*Records for the exercise*.
※ ※ ※

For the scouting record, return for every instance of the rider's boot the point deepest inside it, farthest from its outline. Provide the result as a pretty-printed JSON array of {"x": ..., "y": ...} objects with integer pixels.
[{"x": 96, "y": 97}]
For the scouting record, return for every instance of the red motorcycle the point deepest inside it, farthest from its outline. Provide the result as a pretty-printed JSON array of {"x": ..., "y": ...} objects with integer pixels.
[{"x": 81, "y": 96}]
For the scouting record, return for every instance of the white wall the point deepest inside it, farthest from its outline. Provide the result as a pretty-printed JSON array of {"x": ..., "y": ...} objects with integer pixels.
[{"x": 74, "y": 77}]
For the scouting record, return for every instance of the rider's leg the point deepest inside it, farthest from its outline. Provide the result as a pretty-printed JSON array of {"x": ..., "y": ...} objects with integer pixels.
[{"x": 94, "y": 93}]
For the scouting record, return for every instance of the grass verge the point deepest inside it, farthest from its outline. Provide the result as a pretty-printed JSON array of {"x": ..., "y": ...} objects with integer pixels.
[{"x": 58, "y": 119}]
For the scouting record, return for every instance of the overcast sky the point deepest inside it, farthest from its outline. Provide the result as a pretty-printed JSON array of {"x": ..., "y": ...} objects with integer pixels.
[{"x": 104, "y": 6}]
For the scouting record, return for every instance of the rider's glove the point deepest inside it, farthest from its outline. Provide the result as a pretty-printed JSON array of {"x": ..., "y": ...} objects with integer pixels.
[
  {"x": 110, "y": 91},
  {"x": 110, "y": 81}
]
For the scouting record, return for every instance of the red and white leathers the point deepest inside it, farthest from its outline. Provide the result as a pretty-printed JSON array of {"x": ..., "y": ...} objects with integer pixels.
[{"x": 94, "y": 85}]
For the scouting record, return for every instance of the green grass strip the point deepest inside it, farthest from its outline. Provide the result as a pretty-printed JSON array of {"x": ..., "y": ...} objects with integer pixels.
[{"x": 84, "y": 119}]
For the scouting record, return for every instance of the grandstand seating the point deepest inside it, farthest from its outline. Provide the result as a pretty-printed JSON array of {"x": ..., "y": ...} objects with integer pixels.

※ ※ ※

*Your task*. An exact restatement of the data above is required.

*Completed task*.
For the scouting record, return for every instance of the rider's boot the point deepest inside it, farthest from its outline. Provide the result as a pretty-printed JSON array of {"x": ..., "y": ...} objects with integer pixels.
[{"x": 96, "y": 97}]
For the scouting record, return for every instance of the red motorcycle the point deepest inside it, farthest from its outline. Provide the result as a pretty-printed JSON array of {"x": ..., "y": ...} objects with integer pixels.
[{"x": 81, "y": 96}]
For the scouting record, return for every instance of the white wall the point deepest inside it, farthest from its outline. Provide the result as a pretty-printed JSON array of {"x": ..., "y": ...} objects with integer pixels.
[{"x": 74, "y": 77}]
For the scouting record, return for every instance of the rider's leg the point deepest inside it, farthest from its outline. Provide the result as a pretty-printed JSON array of {"x": ..., "y": ...} objects with integer pixels.
[{"x": 94, "y": 93}]
For the scouting record, return for every instance of the grass verge the point deepest inside it, farthest from its outline. Provide the result as a pretty-printed JSON array of {"x": ..., "y": ...} objects with integer pixels.
[{"x": 58, "y": 119}]
For the scouting record, return for every instance of the overcast sky the point deepest inside it, farthest from its outline. Provide the result as a pretty-printed JSON array of {"x": ..., "y": ...} objects with integer pixels.
[{"x": 104, "y": 6}]
For the scouting record, return for every instance of the rider's glove the point deepest inside it, farthest from its outline. Provide the result as a pretty-printed JSON array of {"x": ..., "y": ...} objects with integer pixels.
[
  {"x": 110, "y": 91},
  {"x": 110, "y": 81}
]
For the scouting record, return for every instance of the red and white leathers the point deepest inside it, farthest from its outline. Provide the result as a pretty-printed JSON array of {"x": ..., "y": ...} objects with integer pixels.
[{"x": 94, "y": 85}]
For the scouting record, return for every instance of the green grass strip the point deepest inside it, farthest from its outline. Provide the result as a pretty-printed JSON array of {"x": ..., "y": ...} objects with integer pixels.
[{"x": 84, "y": 119}]
For the scouting record, return for every instance of the grandstand seating the point deepest inside it, farthest from its outline. Provide the result as a pretty-printed JSON array of {"x": ..., "y": ...} objects with integer pixels.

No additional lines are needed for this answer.